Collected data

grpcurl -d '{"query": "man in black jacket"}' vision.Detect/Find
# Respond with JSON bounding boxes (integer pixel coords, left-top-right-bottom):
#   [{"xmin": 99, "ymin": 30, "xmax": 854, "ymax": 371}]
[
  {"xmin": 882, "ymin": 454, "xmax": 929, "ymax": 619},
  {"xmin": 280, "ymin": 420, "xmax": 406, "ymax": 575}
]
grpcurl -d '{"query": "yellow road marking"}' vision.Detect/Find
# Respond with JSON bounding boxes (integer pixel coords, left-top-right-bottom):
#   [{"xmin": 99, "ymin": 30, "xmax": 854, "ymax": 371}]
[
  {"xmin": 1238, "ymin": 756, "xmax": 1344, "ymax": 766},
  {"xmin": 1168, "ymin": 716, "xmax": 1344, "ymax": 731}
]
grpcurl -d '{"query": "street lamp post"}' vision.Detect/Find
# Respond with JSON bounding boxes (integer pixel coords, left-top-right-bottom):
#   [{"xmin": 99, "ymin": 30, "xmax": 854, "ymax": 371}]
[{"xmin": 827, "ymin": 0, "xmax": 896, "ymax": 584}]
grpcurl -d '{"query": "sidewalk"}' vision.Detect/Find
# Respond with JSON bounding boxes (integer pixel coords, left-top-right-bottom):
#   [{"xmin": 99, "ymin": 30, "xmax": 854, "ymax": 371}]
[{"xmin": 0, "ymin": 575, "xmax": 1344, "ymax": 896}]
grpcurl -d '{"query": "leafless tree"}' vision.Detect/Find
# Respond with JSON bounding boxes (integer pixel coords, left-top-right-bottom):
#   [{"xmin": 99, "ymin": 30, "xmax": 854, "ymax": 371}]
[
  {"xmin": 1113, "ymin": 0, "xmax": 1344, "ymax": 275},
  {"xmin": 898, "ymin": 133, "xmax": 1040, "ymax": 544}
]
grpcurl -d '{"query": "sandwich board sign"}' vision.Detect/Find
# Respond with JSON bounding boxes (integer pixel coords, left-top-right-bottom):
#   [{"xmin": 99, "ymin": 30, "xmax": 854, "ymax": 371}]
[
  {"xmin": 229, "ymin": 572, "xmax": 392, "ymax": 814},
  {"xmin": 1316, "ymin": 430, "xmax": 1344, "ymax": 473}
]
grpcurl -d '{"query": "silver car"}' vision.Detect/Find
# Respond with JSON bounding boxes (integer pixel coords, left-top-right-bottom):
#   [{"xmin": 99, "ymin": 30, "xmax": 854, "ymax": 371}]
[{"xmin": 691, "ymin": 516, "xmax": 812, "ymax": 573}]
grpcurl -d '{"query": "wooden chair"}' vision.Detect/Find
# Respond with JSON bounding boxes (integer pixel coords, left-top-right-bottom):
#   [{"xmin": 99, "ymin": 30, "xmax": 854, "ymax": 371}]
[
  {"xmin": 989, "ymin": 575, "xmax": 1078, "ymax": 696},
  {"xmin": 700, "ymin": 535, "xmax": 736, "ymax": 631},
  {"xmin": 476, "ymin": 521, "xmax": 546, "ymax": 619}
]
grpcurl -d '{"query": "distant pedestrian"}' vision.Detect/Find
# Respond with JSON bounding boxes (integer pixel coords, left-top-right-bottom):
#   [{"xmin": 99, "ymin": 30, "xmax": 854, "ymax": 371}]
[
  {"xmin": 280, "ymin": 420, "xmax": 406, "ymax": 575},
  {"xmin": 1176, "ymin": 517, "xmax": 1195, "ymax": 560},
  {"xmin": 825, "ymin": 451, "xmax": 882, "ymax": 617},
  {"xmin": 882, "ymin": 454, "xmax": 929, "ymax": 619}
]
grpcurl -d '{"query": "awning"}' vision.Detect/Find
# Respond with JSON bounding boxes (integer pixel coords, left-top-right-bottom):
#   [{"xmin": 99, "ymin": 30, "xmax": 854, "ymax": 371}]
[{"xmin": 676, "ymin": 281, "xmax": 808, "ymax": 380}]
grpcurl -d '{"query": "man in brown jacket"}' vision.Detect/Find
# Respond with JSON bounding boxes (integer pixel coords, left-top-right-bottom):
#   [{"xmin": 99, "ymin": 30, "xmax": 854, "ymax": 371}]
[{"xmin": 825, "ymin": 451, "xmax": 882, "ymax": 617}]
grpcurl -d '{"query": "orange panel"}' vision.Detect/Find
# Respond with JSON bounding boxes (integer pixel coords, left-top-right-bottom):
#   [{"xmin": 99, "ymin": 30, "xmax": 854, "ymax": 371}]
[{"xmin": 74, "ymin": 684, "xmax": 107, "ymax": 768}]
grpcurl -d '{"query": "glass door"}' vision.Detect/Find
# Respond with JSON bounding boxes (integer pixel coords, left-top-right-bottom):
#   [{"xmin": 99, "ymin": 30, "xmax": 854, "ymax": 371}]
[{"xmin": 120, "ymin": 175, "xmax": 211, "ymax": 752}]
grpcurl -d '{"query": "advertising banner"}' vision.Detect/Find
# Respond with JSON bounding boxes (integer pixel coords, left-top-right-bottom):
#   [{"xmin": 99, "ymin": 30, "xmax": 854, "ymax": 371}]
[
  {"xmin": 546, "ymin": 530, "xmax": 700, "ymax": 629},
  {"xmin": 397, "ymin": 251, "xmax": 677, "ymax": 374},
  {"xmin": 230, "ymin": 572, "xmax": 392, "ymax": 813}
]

▶ _TASK_:
List each line of the listing that contains the string "jacket". Case counts.

▶ _WRITTEN REPLY_:
grpcurl -d '{"query": "man in black jacket"}' vision.Detect/Find
grpcurl -d '{"query": "man in brown jacket"}' vision.Detect/Find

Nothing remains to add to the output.